EXTRAIT DU DOCUMENT ->
========

La Source est inépuisable et surabondante

La Source est inépuisable et surabondante. Elle est là, entièrement disponible, donnée gratuitement, sortant de chacun de nos Temples (Ézéchiel 47), coulant du cœur de nos cœurs jusque dans la vie éternelle (Jean 4,13-14). Qui reconnaît (Jn 3,3-5) le petit filet de cette eau vive jaillir à sa source, pourra se baigner dans ses fleuves d’eau vive (Jn 7,37-38), avec la confiance de l’enfant, et en être régénéré jusqu’à guérison (Jn 5,7; 9,7).

Jésus dit au paralysé :
« Crois-tu que tu peux être guéri ? » 
« Oui, je le crois. »
« Lève-toi et marche, ta foi t’a sauvé ».

L’Amour ne demande pas mieux que de se déployer en nous et entre nous.

Faim des mots, fin des maux…

« Chaque jour je prends la route, n’importe quelle route, comme on ouvre un cahier neuf. J’écris un mot, je fais un pas. Au pas suivant j’attrape un autre mot, puis un autre. C’est sans fin une route, comme les mots qui laissent une trace de pas dans la clarté de la page. Si vous écrivez un premier mot, les pas vous emmènent dans un monde où les songes n’ont pas de fin » (René Frégni, Je me souviens de tous vos rêves).

« Je n’ai pas eu le temps d’écrire les premiers mots d’une lettre que je me récitais depuis des jours. Ces mots, on ne les cherche pas, ils éclatent en nous comme des orages » (René Frégni, L’été, p. 65).

Les pièges de la violence

« On ne fait pas la guerre pour se débarrasser de la guerre » (Jean Jaurès), que ce soit en Ukraine ou à l’Est-Congo.

========

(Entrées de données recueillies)
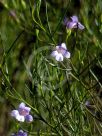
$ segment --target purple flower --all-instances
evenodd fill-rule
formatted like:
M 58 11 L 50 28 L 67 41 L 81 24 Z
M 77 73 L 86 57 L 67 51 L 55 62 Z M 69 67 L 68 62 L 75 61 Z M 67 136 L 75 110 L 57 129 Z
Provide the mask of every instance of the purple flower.
M 51 53 L 51 56 L 55 57 L 57 61 L 63 61 L 63 58 L 70 58 L 70 52 L 67 51 L 65 43 L 56 46 L 56 50 Z
M 19 130 L 18 133 L 12 134 L 11 136 L 27 136 L 27 133 L 23 130 Z
M 19 105 L 18 110 L 12 110 L 11 116 L 16 118 L 20 122 L 24 122 L 25 120 L 27 122 L 32 122 L 33 117 L 29 114 L 31 108 L 26 107 L 25 104 L 22 102 Z
M 64 20 L 64 24 L 67 28 L 72 29 L 72 28 L 78 28 L 83 30 L 85 27 L 78 21 L 77 16 L 72 16 L 70 17 L 70 20 L 67 18 Z

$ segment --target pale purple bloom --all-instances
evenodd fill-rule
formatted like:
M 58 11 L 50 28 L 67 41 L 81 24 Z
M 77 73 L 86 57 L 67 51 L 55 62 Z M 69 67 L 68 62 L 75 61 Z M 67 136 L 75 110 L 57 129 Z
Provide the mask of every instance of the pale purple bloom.
M 57 61 L 63 61 L 65 58 L 70 58 L 70 52 L 67 51 L 65 43 L 62 43 L 59 46 L 56 46 L 56 50 L 51 53 L 51 56 L 55 57 Z
M 78 28 L 83 30 L 85 27 L 78 21 L 77 16 L 72 16 L 70 17 L 70 20 L 67 18 L 64 20 L 64 24 L 66 25 L 67 28 L 72 29 L 72 28 Z
M 25 104 L 22 102 L 19 105 L 18 110 L 12 110 L 11 116 L 16 118 L 20 122 L 24 122 L 25 120 L 27 122 L 32 122 L 33 117 L 29 114 L 31 108 L 26 107 Z
M 23 130 L 19 130 L 18 133 L 14 133 L 11 136 L 28 136 Z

========

Poursuivez le texte sur la Source inépuisable et surabondante en reprenant juste après sa dernière phrase.

Parmi les grands pièges dans lesquels  les belligérants tombent classiquement, en voici deux : 1) ma violence est toujours seconde, en réaction à la tienne, qui est première. Ma violence est légitime défense. Le problème, c’est que tous, nous sommes convaincus que notre violence est seconde, qu’elle réagit à l’agression de l’autre.

2) Ma violence va être la dernière, elle est en mesure de mettre un point final à la violence, elle réussira à faire taire la violence. Alors qu’en fait, chercher à vaincre une violence par une autre violence, c’est offrir une victoire de plus à la violence.

Relativiser

« Relativiser, il paraît que cela fait partie d’un processus qui s’appelle vieillir » (Philippe Labro, Manuella).

« L’idéal pour toi, c’est de tout relativiser car ton souffle de vie ne tient qu’à un fil » (Dona Maurice Zannou), 

Mon séjour dans la Région des Grands Lacs s’approche de la fin. Ci-dessous c’est pas faim ?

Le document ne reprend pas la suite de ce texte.